■ Your objective ■
Each record below must be returned exactly as shown.

═════ Data supplied

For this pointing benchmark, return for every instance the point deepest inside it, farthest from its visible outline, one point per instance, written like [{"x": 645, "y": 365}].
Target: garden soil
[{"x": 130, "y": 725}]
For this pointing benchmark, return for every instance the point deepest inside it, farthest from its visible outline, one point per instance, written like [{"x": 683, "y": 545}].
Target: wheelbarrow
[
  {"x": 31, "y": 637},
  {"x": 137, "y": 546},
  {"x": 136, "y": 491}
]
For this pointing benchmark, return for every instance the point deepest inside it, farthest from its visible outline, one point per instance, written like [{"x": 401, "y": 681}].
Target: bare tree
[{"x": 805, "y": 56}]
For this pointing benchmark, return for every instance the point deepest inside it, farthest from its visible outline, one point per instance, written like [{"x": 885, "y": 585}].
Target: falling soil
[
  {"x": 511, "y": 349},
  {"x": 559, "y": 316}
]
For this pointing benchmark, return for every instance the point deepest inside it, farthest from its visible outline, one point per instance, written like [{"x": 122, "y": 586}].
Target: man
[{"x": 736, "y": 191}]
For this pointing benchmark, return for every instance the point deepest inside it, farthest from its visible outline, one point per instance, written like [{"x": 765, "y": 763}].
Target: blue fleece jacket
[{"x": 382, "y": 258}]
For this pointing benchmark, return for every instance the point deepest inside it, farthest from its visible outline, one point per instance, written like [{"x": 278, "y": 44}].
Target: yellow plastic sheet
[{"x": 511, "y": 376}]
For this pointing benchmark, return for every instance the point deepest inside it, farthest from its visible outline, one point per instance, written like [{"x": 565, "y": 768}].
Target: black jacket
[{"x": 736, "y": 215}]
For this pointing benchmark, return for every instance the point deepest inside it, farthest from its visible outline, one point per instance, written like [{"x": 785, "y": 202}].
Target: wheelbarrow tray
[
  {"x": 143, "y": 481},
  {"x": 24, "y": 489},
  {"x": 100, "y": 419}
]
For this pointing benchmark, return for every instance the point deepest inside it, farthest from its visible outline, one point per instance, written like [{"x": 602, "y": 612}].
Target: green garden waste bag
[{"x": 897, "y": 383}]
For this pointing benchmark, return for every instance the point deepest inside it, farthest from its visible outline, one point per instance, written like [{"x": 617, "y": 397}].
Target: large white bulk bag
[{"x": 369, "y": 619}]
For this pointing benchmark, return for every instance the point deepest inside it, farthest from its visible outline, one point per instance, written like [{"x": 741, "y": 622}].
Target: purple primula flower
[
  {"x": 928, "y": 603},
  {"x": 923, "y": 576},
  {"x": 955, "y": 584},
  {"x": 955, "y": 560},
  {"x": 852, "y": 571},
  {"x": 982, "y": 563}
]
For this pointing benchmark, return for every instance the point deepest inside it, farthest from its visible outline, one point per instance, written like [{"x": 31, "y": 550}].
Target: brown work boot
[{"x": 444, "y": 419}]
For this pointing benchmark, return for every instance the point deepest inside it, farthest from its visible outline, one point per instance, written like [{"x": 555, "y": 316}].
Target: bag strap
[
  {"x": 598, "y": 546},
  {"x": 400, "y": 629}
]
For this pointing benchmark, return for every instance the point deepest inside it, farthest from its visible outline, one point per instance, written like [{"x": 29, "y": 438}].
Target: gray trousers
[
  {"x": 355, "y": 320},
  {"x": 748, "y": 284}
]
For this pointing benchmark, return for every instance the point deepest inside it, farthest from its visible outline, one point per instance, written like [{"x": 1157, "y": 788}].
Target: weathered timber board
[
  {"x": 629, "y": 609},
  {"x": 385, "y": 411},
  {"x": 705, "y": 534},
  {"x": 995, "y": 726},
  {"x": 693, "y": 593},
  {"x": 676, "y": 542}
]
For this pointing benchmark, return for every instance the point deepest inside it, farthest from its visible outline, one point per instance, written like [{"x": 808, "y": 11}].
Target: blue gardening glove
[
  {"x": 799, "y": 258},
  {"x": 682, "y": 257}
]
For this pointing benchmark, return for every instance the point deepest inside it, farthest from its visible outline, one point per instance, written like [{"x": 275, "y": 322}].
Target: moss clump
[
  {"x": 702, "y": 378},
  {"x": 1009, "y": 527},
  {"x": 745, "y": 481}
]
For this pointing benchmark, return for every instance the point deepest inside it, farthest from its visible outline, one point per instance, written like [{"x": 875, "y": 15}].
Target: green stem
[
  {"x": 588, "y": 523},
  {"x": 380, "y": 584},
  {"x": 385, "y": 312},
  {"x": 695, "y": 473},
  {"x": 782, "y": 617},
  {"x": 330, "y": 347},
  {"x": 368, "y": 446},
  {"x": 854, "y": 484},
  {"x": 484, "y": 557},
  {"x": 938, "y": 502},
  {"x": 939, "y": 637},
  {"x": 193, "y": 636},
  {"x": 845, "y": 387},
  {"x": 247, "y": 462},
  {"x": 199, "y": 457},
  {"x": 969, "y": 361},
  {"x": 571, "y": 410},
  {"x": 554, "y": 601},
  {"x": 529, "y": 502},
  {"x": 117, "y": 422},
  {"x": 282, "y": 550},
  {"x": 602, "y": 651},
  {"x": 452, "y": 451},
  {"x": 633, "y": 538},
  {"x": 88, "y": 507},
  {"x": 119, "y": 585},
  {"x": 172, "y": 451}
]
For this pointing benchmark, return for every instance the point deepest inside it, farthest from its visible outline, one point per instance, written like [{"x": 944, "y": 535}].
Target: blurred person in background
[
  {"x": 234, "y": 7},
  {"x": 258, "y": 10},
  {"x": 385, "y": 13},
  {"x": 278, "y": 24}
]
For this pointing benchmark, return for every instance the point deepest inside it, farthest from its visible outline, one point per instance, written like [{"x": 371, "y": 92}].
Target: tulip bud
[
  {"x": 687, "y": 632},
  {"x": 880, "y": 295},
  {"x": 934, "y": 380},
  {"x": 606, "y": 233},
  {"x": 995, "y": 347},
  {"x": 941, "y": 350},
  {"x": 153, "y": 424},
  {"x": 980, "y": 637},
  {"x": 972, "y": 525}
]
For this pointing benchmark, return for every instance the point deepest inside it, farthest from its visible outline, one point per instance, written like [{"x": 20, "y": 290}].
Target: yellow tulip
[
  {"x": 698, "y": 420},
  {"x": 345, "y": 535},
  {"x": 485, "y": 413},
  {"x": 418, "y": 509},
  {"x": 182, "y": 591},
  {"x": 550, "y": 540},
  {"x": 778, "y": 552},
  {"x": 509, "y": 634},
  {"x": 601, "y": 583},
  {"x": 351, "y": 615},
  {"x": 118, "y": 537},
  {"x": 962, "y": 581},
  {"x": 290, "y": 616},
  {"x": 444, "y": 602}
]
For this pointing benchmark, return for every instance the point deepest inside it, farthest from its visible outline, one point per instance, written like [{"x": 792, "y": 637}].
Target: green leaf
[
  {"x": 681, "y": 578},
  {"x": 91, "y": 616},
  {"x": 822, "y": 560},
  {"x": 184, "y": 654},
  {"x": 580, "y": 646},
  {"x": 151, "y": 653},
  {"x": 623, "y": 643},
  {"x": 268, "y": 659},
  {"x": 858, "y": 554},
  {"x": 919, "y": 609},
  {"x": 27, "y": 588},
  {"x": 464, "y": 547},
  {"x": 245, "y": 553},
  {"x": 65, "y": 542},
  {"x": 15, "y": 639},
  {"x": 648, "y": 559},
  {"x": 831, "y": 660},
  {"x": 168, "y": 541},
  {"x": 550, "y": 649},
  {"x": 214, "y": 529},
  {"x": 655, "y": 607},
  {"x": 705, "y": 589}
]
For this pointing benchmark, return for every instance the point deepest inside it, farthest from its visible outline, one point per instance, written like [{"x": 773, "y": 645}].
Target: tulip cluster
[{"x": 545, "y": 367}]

══════════

■ The answer ■
For this pointing benchmark, return for every instance the point deepest inside it, farthest from its visible outline, one point per instance, written like [{"x": 645, "y": 365}].
Target: garden soil
[{"x": 130, "y": 725}]
For this pointing benchmark, return for every instance the point deepest inside it, farthest from its visible outline, one point per instance, written like [{"x": 683, "y": 545}].
Target: wheelbarrow
[
  {"x": 31, "y": 637},
  {"x": 137, "y": 546},
  {"x": 136, "y": 491}
]
For this pointing benchmark, return for every instance the point deepest inside it, farthest from its visible outline, one point per instance, written like [{"x": 401, "y": 681}].
Target: bare tree
[{"x": 805, "y": 56}]
For this pointing benchmark, return for every instance the point deepest inside it, farthest from its visible outline, one point per instance, written like [{"x": 885, "y": 585}].
Target: falling soil
[
  {"x": 511, "y": 349},
  {"x": 559, "y": 316}
]
For this pointing benchmark, return for every instance the point deepest inside it, farthest from its visible outline, one point per instance, written like [{"x": 122, "y": 586}].
Target: man
[{"x": 736, "y": 191}]
For this pointing benchmark, return for every instance the point deepest inside it, farthest from its visible outline, one point per instance, written like [{"x": 765, "y": 763}].
Target: blue fleece jacket
[{"x": 382, "y": 258}]
For this pointing benchmark, return for every instance the point deepest inside it, farthest from its visible outline, one point per instance, written like [{"x": 278, "y": 44}].
Target: yellow plastic sheet
[{"x": 511, "y": 376}]
For this pointing benchmark, return for every instance the point deepest inside it, farthest from its visible outline, one point per instance, written like [{"x": 565, "y": 768}].
Target: black jacket
[{"x": 736, "y": 215}]
For this pointing benchmark, return for every instance the point deepest inside it, farthest from its visible outline, one point per instance, written like [{"x": 785, "y": 202}].
Target: wheelbarrow tray
[
  {"x": 143, "y": 481},
  {"x": 24, "y": 489},
  {"x": 100, "y": 419}
]
For this pointing benchmark, return for every instance the point deepest inside it, farthest from its visible outline, one point per instance, written like [{"x": 602, "y": 612}].
Target: green garden waste bag
[{"x": 897, "y": 383}]
For this pointing benchmark, return for every instance the point deepest inside it, farthest from its visible outline, one point per instance, written like [{"x": 617, "y": 397}].
Target: large white bulk bag
[{"x": 369, "y": 619}]
For this pointing benchmark, return for every instance the point deepest inside it, farthest from its visible outline, one point per instance, written like [{"x": 741, "y": 622}].
Target: purple primula flower
[
  {"x": 928, "y": 603},
  {"x": 923, "y": 576},
  {"x": 955, "y": 584},
  {"x": 955, "y": 560},
  {"x": 852, "y": 571},
  {"x": 982, "y": 563}
]
For this pointing benchmark, return for every instance the point deepest inside it, farthest from its visible outline, one point per instance, written like [{"x": 31, "y": 550}].
Target: brown work boot
[{"x": 444, "y": 419}]
For this pointing benchmark, return for every instance the point deepest inside it, farthest from its visible outline, one point per instance, written like [{"x": 555, "y": 316}].
Target: bag strap
[
  {"x": 598, "y": 546},
  {"x": 400, "y": 629}
]
For this pointing benchmark, return for every instance the point deepest inside it, farthest from its visible outline, one point per instance, written like [{"x": 29, "y": 438}].
Target: gray trousers
[
  {"x": 355, "y": 320},
  {"x": 748, "y": 284}
]
For this pointing benchmark, return for every instance the point deepest inside it, farthest from its visible outline, one point per instance, written like [{"x": 1157, "y": 788}].
Target: weathered timber board
[
  {"x": 629, "y": 609},
  {"x": 385, "y": 411},
  {"x": 705, "y": 534},
  {"x": 995, "y": 726},
  {"x": 693, "y": 593},
  {"x": 676, "y": 542}
]
For this pointing benchmark, return for every instance the point deepest inside it, farthest from its visible outline, one point per instance, written like [{"x": 808, "y": 11}].
Target: blue gardening glove
[
  {"x": 799, "y": 258},
  {"x": 682, "y": 257}
]
For this pointing benchmark, return for every instance the point deepest inside it, farthest from its visible outline, one point per instance, written like [{"x": 275, "y": 322}].
Target: moss clump
[
  {"x": 702, "y": 378},
  {"x": 1009, "y": 527},
  {"x": 745, "y": 481}
]
For this pointing benchmark, return for every instance the point deepest inside it, farthest from its visible outline, one point per instance, written like [{"x": 875, "y": 15}].
Target: green stem
[
  {"x": 588, "y": 523},
  {"x": 380, "y": 584},
  {"x": 385, "y": 312},
  {"x": 695, "y": 473},
  {"x": 782, "y": 617},
  {"x": 330, "y": 347},
  {"x": 368, "y": 446},
  {"x": 854, "y": 484},
  {"x": 484, "y": 557},
  {"x": 938, "y": 502},
  {"x": 939, "y": 637},
  {"x": 193, "y": 636},
  {"x": 845, "y": 387},
  {"x": 247, "y": 462},
  {"x": 199, "y": 457},
  {"x": 969, "y": 361},
  {"x": 571, "y": 410},
  {"x": 554, "y": 601},
  {"x": 529, "y": 502},
  {"x": 117, "y": 422},
  {"x": 282, "y": 550},
  {"x": 602, "y": 651},
  {"x": 452, "y": 451},
  {"x": 633, "y": 538},
  {"x": 88, "y": 507},
  {"x": 119, "y": 585},
  {"x": 172, "y": 451}
]
For this pointing benchmark, return for every instance the point deepest inside it, farthest from its visible outline, one point per instance, written like [{"x": 944, "y": 535}].
Target: blurred person in background
[
  {"x": 234, "y": 7},
  {"x": 258, "y": 10},
  {"x": 385, "y": 13},
  {"x": 278, "y": 24}
]
For this pointing benchmark, return for every instance the point deepest inside it, farthest from its visible outline, one point per instance, written like [{"x": 371, "y": 92}].
Target: tulip bud
[
  {"x": 687, "y": 632},
  {"x": 880, "y": 295},
  {"x": 934, "y": 380},
  {"x": 606, "y": 233},
  {"x": 995, "y": 347},
  {"x": 941, "y": 350},
  {"x": 153, "y": 424},
  {"x": 980, "y": 637},
  {"x": 972, "y": 525}
]
For this pointing benchmark, return for every instance the point deepest inside it, farthest from its visible outline, one point per instance, written like [{"x": 20, "y": 290}].
Target: yellow tulip
[
  {"x": 698, "y": 420},
  {"x": 345, "y": 535},
  {"x": 485, "y": 413},
  {"x": 418, "y": 509},
  {"x": 182, "y": 591},
  {"x": 550, "y": 540},
  {"x": 778, "y": 552},
  {"x": 509, "y": 634},
  {"x": 601, "y": 583},
  {"x": 351, "y": 615},
  {"x": 118, "y": 537},
  {"x": 962, "y": 581},
  {"x": 290, "y": 616},
  {"x": 444, "y": 602}
]
For this pointing benchmark, return for every instance the point deepest inside it, farthest from its visible outline, one point per instance, written like [{"x": 792, "y": 637}].
Target: green leaf
[
  {"x": 681, "y": 578},
  {"x": 91, "y": 616},
  {"x": 822, "y": 560},
  {"x": 184, "y": 654},
  {"x": 580, "y": 646},
  {"x": 151, "y": 653},
  {"x": 623, "y": 643},
  {"x": 268, "y": 659},
  {"x": 858, "y": 554},
  {"x": 919, "y": 609},
  {"x": 27, "y": 588},
  {"x": 464, "y": 547},
  {"x": 245, "y": 553},
  {"x": 65, "y": 542},
  {"x": 15, "y": 639},
  {"x": 648, "y": 559},
  {"x": 831, "y": 660},
  {"x": 168, "y": 541},
  {"x": 550, "y": 649},
  {"x": 214, "y": 529},
  {"x": 655, "y": 607},
  {"x": 705, "y": 589}
]
For this pointing benchmark, return for every instance the point deepest inside it, farthest from its visible outline, one point per instance, written like [{"x": 773, "y": 645}].
Target: tulip cluster
[{"x": 545, "y": 367}]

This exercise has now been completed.